++++ PAGE EXTRACT ++++

- Calculus, Volume 1: One Variable Calculus, with an Introduction to Linear Algebra
- Tom M. Apostol
- Second Edition
- 1967
- 978-1-119-49673-1
14.13 Exercises
- Find the length of the path traced out by a particle moving on a curve according to the given equation during the time interval specified: $$\mathbf{r}(t) = \sin t\mathbf{i} + t\mathbf{j} + (1 - \cos t)\mathbf{k}, \quad 0 \leq t \leq 2\pi$$
- Velocity $\mathbf{v}(t)$ is $$ \begin{align*} \mathbf{v}(t) &= \cos t\,\mathbf{i} + \mathbf{j} + \sin t \,\mathbf{k} \end{align*} $$ Speed $v(t) = \|\mathbf{v}(t)\|$ is $$ \begin{align*} v(t) &= \sqrt{\cos^2 t + \sin^2 t + 1} \\ &= \sqrt{2} \end{align*} $$ Arc length $s$ is $$ \begin{align*} s &= \sqrt{2}\int_0^{2\pi}\,dt \\ &= \sqrt{2}\,t\,\Biggr|_0^{2\pi} \\ &= 2\sqrt{2}\,\pi \quad \blacksquare \end{align*} $$

++++

In the calculus exercise, what constant speed does the solution find for the particle? The data after this point comes from an unrelated source.

++++ RECORDS PROVIDED ++++

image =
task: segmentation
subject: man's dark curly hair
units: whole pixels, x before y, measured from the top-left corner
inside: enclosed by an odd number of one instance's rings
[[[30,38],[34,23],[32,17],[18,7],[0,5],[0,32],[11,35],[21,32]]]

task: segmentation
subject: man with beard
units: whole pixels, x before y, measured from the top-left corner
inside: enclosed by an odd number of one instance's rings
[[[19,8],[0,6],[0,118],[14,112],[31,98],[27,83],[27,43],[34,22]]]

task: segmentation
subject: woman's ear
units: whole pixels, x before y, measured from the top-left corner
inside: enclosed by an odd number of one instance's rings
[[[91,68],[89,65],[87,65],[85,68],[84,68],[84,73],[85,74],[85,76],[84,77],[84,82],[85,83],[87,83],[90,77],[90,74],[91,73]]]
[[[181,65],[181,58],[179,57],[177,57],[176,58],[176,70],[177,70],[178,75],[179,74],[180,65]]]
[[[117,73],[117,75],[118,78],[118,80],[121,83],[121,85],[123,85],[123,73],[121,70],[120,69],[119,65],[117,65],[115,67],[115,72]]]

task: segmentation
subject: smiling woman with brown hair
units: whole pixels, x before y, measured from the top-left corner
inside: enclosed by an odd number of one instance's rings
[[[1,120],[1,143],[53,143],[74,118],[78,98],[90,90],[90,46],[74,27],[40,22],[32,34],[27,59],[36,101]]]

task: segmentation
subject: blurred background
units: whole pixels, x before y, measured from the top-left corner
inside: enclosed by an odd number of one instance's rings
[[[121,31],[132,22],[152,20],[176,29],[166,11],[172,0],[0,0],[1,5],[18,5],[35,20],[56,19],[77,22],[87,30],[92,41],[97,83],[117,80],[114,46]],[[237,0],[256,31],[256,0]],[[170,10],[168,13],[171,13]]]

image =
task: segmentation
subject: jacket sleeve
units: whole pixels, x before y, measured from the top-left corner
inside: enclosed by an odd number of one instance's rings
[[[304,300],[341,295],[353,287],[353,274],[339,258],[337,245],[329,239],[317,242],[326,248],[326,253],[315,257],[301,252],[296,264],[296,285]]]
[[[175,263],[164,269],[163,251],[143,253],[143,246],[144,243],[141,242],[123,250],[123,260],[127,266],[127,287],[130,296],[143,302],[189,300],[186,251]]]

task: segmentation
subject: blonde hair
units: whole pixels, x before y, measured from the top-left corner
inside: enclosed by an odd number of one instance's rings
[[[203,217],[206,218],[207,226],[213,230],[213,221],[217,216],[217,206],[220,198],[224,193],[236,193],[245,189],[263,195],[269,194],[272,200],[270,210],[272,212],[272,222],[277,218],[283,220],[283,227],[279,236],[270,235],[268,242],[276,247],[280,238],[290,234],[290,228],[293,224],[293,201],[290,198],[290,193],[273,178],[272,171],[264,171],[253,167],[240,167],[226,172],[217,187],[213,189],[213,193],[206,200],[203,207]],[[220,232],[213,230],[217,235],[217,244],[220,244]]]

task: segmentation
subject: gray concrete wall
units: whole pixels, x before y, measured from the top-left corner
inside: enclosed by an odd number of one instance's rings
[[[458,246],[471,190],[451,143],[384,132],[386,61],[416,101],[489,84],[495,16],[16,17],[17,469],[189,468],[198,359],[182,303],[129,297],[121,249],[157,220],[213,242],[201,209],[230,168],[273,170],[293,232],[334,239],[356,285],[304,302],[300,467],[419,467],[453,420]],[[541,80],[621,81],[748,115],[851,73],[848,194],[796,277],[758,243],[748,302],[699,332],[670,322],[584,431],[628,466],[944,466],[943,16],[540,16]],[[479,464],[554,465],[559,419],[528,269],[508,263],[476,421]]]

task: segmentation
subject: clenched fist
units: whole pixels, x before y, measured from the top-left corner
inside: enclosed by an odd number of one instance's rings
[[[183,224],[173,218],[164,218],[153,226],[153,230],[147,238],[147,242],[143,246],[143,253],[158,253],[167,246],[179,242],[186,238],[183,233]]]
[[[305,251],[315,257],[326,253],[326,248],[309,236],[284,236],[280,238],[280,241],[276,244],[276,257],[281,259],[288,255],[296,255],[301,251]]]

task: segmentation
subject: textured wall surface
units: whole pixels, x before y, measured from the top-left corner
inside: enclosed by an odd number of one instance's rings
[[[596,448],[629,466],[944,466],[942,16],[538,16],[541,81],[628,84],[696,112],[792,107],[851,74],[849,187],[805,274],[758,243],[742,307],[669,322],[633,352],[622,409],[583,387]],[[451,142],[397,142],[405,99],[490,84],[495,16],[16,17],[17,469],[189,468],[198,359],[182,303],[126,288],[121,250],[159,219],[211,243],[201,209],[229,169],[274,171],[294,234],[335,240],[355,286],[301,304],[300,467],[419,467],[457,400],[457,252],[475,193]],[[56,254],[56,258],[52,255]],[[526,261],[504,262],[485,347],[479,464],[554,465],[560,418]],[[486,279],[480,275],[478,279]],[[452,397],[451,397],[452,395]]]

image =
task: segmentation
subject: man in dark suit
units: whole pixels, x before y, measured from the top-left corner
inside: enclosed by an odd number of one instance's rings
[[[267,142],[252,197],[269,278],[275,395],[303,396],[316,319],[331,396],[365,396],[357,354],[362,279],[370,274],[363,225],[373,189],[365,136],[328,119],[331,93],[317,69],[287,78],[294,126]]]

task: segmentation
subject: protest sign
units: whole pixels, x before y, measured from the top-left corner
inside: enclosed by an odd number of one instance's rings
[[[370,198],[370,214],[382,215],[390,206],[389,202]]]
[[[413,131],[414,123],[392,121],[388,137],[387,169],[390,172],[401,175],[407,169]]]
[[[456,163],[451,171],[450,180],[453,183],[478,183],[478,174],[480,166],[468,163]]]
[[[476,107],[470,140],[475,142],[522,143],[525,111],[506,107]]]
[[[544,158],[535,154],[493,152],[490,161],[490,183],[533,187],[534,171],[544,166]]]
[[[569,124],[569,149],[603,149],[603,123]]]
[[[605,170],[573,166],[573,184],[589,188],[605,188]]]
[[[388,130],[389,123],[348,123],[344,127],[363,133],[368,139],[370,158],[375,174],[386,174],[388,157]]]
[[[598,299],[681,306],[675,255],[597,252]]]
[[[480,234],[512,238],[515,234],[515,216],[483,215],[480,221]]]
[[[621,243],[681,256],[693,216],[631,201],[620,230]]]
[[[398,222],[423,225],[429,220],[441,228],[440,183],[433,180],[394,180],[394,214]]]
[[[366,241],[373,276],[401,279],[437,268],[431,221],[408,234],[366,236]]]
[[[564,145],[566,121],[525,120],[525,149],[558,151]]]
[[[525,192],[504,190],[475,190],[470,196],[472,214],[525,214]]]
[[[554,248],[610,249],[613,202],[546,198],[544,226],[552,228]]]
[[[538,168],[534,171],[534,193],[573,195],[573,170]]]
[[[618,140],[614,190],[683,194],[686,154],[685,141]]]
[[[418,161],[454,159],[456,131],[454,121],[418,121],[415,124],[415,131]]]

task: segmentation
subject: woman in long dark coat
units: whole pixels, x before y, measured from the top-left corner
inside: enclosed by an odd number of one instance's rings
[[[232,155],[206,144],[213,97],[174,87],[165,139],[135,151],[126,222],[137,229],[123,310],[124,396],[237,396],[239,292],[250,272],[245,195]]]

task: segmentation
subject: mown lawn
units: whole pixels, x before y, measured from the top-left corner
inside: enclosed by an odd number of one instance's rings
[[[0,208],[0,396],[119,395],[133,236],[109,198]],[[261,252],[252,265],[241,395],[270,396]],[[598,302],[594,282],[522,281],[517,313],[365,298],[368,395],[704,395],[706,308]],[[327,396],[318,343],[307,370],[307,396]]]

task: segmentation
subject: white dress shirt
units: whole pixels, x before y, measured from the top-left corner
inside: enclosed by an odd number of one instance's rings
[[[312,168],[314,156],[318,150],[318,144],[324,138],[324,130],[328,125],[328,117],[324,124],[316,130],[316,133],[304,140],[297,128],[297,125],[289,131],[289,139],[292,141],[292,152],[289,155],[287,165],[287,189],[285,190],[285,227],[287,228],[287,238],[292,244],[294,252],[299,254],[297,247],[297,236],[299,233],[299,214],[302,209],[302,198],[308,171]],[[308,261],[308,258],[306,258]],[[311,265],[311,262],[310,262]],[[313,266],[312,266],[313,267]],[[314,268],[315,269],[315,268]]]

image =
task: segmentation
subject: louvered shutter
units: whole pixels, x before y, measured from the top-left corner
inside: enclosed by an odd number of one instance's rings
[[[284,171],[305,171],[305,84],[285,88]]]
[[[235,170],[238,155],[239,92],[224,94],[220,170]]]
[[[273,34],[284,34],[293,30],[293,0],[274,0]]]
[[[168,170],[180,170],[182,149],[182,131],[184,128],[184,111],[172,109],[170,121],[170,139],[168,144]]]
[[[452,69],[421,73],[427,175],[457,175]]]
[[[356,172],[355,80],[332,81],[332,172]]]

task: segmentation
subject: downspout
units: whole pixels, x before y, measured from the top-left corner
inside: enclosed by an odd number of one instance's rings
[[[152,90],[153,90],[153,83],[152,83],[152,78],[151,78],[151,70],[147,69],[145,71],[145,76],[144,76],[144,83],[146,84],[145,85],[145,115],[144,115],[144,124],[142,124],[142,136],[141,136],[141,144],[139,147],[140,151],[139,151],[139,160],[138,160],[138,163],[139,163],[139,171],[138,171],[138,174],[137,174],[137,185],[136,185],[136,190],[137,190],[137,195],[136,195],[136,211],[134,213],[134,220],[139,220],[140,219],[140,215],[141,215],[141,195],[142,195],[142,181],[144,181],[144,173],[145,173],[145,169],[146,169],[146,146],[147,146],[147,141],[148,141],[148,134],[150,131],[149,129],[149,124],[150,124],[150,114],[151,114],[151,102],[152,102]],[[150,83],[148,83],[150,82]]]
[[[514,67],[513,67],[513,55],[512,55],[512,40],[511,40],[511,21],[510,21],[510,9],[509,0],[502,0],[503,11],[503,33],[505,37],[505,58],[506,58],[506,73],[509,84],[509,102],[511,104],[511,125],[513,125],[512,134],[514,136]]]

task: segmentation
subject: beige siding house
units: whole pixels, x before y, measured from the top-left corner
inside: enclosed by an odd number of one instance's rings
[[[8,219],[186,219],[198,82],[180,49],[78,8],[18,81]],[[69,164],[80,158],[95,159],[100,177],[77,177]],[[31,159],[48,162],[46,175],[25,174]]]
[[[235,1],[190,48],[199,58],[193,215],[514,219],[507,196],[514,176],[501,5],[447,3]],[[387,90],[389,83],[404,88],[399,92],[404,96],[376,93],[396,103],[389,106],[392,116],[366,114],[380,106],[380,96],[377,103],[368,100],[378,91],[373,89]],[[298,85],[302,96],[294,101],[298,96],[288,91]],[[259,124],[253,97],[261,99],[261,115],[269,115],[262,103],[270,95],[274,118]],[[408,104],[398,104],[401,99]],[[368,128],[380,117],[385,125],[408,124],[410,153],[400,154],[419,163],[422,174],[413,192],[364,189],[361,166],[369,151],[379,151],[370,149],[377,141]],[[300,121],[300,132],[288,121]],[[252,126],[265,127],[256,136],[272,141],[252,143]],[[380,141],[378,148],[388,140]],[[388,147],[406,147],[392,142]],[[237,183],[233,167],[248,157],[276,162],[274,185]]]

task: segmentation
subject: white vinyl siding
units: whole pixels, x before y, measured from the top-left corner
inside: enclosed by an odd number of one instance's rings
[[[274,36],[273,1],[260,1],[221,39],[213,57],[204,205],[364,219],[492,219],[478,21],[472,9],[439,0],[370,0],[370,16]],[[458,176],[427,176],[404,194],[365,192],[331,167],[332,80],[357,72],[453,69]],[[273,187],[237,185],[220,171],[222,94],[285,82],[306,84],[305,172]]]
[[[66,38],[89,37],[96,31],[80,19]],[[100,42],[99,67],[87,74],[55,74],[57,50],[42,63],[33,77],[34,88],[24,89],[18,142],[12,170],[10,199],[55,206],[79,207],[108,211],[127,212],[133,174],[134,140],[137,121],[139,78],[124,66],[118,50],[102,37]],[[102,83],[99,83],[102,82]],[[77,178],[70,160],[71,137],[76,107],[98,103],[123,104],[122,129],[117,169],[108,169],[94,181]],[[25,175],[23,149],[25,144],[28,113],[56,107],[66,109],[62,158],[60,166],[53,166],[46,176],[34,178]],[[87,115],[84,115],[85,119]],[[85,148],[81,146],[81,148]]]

++++

▸ **REPLY TO THE EXERCISE**:
The speed is √2.